> [ROWS]
————————

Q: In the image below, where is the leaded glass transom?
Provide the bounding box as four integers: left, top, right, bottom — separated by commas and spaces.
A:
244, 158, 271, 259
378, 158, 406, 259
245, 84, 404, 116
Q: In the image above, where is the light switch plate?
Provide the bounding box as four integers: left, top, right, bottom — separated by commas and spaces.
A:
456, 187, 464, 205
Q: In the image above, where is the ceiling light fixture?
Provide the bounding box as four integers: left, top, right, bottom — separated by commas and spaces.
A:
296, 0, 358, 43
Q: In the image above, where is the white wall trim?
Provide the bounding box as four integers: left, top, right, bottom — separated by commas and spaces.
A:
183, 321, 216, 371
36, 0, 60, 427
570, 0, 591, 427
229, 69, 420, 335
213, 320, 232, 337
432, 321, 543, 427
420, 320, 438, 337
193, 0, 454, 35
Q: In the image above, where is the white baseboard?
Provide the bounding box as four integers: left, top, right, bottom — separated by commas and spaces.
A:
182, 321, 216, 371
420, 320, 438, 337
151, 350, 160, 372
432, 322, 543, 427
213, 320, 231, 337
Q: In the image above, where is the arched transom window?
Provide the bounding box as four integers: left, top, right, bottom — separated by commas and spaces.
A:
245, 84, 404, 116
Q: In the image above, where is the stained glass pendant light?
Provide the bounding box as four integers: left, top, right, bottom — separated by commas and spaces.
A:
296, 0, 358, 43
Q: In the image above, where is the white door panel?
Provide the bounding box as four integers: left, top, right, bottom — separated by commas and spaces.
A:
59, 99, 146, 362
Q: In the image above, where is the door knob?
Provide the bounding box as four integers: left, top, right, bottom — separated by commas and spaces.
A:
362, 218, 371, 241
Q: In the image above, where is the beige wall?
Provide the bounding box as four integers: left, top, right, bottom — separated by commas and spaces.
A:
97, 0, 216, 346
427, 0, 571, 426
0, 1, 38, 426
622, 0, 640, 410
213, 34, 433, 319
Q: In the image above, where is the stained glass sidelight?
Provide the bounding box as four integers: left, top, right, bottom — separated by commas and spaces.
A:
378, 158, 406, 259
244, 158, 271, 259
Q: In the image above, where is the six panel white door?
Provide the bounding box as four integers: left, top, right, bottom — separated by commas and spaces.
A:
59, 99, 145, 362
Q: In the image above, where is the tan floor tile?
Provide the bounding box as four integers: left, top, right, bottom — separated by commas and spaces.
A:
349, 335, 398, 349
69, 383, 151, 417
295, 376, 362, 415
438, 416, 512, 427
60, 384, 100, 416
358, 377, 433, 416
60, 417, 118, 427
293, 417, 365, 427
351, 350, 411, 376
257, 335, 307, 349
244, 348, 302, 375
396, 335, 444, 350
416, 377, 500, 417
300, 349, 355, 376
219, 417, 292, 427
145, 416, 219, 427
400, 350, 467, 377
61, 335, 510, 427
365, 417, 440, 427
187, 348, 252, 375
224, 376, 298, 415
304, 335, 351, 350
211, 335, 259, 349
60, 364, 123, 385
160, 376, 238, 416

————————

> [YOUR OBJECTIVE] Give back all of the rows above word for word, changing nothing.

> [SOLUTION TO THIS PROBLEM]
Q: In the image below, where is the leaded glass transom?
Provide the bounding box as four integers: left, top, right, bottom — separated by commas and spaces.
A:
244, 158, 271, 259
378, 158, 406, 259
245, 84, 404, 116
Q: In the image above, where is the light switch plate?
Provide the bounding box as four integers: left, top, right, bottom — separated by commas and spaces.
A:
456, 187, 464, 205
Q: In the image above, where is the ceiling light fixture?
Provide the bounding box as four integers: left, top, right, bottom — separated by commas and spaces.
A:
296, 0, 358, 43
Q: In the image above, where is the white wall trim?
Provide the bounding box as four integers: left, top, right, bottom — separated by commas and spaces.
A:
183, 321, 216, 371
36, 0, 60, 427
570, 0, 591, 427
229, 69, 420, 335
213, 320, 232, 337
432, 321, 543, 427
420, 320, 438, 337
193, 0, 454, 35
Q: In the image above, where is the white baseboard?
Provide the bounding box as four integers: left, top, right, bottom — separated by commas and spaces.
A:
182, 321, 216, 371
420, 320, 438, 337
151, 350, 160, 372
432, 322, 543, 427
213, 320, 231, 337
Q: In the image above, where is the arched transom window?
Provide the bounding box as four integers: left, top, right, bottom — separated by commas and spaces.
A:
245, 84, 404, 116
Q: In the image above, where is the stained glass pendant light?
Provide the bounding box as four integers: left, top, right, bottom — separated by commas and spaces.
A:
296, 0, 358, 43
Q: In the image above, where is the white door panel?
Provide the bounding box as four integers: left, top, right, bottom — separated by commas and spaces.
A:
59, 99, 146, 362
Q: In the image above, where is the door knob?
Provide the bounding box as four integers: left, top, right, bottom — separated by commas and spaces.
A:
362, 218, 371, 241
Q: In the image above, where is the beige wall?
Provide the bounding box as four integers: left, top, right, bottom — separated by commas and spaces.
A:
97, 0, 216, 346
427, 0, 571, 426
0, 1, 38, 426
622, 0, 640, 410
213, 34, 433, 319
Q: In the image above, where is the stained glass sidelight?
Provide the bounding box as four integers: left, top, right, bottom — separated by commas and spaces.
A:
378, 158, 406, 259
244, 158, 271, 259
Q: In the image above, where is the six panel white door?
Provide the bounding box as four integers: left, top, right, bottom — separated by commas and spaces.
A:
59, 99, 145, 362
Q: In the image above, where is the tan floor tile?
Provide the bounding box as four integers: left, top, right, bottom — separated by commas and spaces.
A:
349, 335, 398, 349
69, 383, 151, 417
295, 376, 362, 415
438, 416, 512, 427
60, 384, 100, 416
358, 377, 433, 416
60, 417, 118, 427
293, 417, 365, 427
351, 350, 411, 376
257, 335, 307, 349
244, 348, 302, 375
396, 335, 444, 350
416, 377, 500, 417
300, 349, 355, 376
219, 417, 292, 427
145, 416, 219, 427
400, 350, 467, 377
61, 335, 510, 427
365, 417, 440, 427
187, 348, 252, 375
224, 376, 298, 415
304, 335, 351, 350
211, 335, 259, 349
60, 364, 123, 385
160, 376, 238, 416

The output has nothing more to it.